--- WHAT TO DO ---
Print out every record exactly as it appears.
>> Begin
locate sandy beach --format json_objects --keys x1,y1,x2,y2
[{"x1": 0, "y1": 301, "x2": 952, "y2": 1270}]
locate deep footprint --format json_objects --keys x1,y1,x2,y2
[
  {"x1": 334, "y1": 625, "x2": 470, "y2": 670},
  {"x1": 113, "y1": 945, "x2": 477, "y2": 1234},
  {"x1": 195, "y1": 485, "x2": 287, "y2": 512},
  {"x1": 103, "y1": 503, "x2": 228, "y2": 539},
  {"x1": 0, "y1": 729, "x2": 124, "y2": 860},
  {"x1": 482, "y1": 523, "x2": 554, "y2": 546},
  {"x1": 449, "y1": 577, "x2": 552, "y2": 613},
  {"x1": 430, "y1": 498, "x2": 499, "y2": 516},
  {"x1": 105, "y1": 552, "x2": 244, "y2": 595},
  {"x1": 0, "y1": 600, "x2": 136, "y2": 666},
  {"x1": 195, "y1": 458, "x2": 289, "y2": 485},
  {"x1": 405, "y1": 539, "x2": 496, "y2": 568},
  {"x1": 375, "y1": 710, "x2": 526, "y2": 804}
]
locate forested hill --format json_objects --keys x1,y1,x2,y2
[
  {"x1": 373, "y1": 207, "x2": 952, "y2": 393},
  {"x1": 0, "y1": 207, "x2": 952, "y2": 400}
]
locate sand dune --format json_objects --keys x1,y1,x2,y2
>> End
--- TASK OUTPUT ---
locate sandy beach --format json_objects --keys x1,y1,x2,y2
[{"x1": 0, "y1": 301, "x2": 952, "y2": 1270}]
locate deep footprint --format json_objects --keys x1,y1,x2,y2
[
  {"x1": 334, "y1": 625, "x2": 470, "y2": 670},
  {"x1": 113, "y1": 945, "x2": 477, "y2": 1234},
  {"x1": 195, "y1": 485, "x2": 287, "y2": 512},
  {"x1": 103, "y1": 503, "x2": 228, "y2": 539},
  {"x1": 0, "y1": 729, "x2": 124, "y2": 860},
  {"x1": 482, "y1": 523, "x2": 554, "y2": 546},
  {"x1": 449, "y1": 577, "x2": 552, "y2": 613},
  {"x1": 430, "y1": 498, "x2": 499, "y2": 516},
  {"x1": 105, "y1": 552, "x2": 244, "y2": 595},
  {"x1": 0, "y1": 600, "x2": 136, "y2": 666},
  {"x1": 195, "y1": 458, "x2": 289, "y2": 485},
  {"x1": 405, "y1": 539, "x2": 496, "y2": 568},
  {"x1": 375, "y1": 710, "x2": 526, "y2": 804}
]
locate forested hill --format json_objects --keys x1,y1,x2,y2
[
  {"x1": 373, "y1": 207, "x2": 952, "y2": 393},
  {"x1": 0, "y1": 207, "x2": 952, "y2": 400}
]
locate sand dune --format json_objects --keys x1,y1,x2,y2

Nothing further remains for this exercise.